(Data extracted from a collection)
======
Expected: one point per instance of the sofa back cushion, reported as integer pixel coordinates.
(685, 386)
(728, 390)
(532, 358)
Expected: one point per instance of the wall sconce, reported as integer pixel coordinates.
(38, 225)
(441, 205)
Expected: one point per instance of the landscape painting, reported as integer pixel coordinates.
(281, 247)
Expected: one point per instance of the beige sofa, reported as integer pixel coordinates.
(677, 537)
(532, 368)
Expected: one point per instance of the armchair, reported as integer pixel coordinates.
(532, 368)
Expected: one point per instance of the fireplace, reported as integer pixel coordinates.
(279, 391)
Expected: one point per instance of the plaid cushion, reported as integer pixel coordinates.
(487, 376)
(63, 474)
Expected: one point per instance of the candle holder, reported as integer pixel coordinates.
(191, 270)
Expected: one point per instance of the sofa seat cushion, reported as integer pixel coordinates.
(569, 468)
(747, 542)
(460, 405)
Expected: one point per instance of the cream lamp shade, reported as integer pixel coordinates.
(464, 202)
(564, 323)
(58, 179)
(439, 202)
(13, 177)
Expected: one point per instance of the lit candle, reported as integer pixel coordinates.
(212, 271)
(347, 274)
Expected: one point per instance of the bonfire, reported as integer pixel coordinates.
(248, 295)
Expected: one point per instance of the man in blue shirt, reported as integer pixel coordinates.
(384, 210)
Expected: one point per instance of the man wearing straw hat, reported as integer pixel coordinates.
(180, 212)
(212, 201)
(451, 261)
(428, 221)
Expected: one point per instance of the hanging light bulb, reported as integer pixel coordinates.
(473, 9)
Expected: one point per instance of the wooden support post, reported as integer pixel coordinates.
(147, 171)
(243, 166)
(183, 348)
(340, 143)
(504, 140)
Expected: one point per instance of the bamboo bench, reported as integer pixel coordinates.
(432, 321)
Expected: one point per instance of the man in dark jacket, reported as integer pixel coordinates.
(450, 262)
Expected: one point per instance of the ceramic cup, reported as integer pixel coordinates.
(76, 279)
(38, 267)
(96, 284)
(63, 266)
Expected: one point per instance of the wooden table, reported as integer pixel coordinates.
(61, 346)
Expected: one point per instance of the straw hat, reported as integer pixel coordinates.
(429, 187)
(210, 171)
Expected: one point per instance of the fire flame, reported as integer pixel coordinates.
======
> [THE TASK]
With every word kept as it is, set down the entries again.

> [TASK RESPONSE]
Expected: one point per instance of the sofa back cushion, reported as integer pixel coordinates.
(685, 386)
(728, 390)
(532, 358)
Expected: one point per instance of the wall sconce, reported as integer pixel coordinates.
(38, 225)
(441, 205)
Expected: one point per instance of the landscape painting, reported as integer pixel coordinates.
(281, 247)
Expected: one point per instance of the beige sofa, reported as integer pixel coordinates.
(677, 537)
(532, 368)
Expected: one point per instance of the armchair, reported as integer pixel coordinates.
(532, 368)
Expected: one point per instance of the fireplace, reported as integer pixel coordinates.
(279, 391)
Expected: one point per instance of the plaid cushion, reported as integer pixel coordinates.
(487, 376)
(63, 474)
Expected: one point per instance of the candle holder, reported as integer pixel coordinates.
(191, 270)
Expected: one point per instance of the sofa seat cushion, reported as integer pixel coordinates.
(569, 468)
(747, 542)
(460, 405)
Expected: one point per instance of the cream lamp shade, reported as integer pixel coordinates.
(464, 202)
(564, 323)
(58, 179)
(439, 202)
(13, 177)
Expected: one point per instance of the lit candle, reported as integer pixel coordinates.
(212, 271)
(347, 274)
Expected: one point per instance of the bonfire, reported as integer pixel coordinates.
(248, 295)
Expected: one point per instance of the man in blue shirt, reported as integer pixel coordinates.
(384, 210)
Expected: one point per instance of the man wearing straw hat, reported as integer pixel coordinates.
(180, 212)
(212, 201)
(451, 261)
(428, 221)
Expected: one point per instance of the hanging light bulb, reported as integer pixel coordinates.
(473, 9)
Expected: one point per instance of the wooden support post, reported as integer pixel coordinates.
(147, 171)
(243, 166)
(183, 348)
(340, 143)
(504, 140)
Expected: one point per instance of the bamboo bench, reported as integer pixel coordinates.
(432, 321)
Expected: one point per instance of the man in dark jacket, reported as integer pixel coordinates.
(450, 262)
Expected: one point per instance of the ceramic cup, reported as integer pixel coordinates.
(76, 279)
(38, 267)
(96, 284)
(63, 266)
Expected: one point per instance of the wooden table, reported as integer pixel coordinates.
(61, 346)
Expected: one point per instance of the straw hat, reported as integer pixel coordinates.
(429, 187)
(210, 171)
Expected: one point per instance of the fire flame, reported as integer pixel coordinates.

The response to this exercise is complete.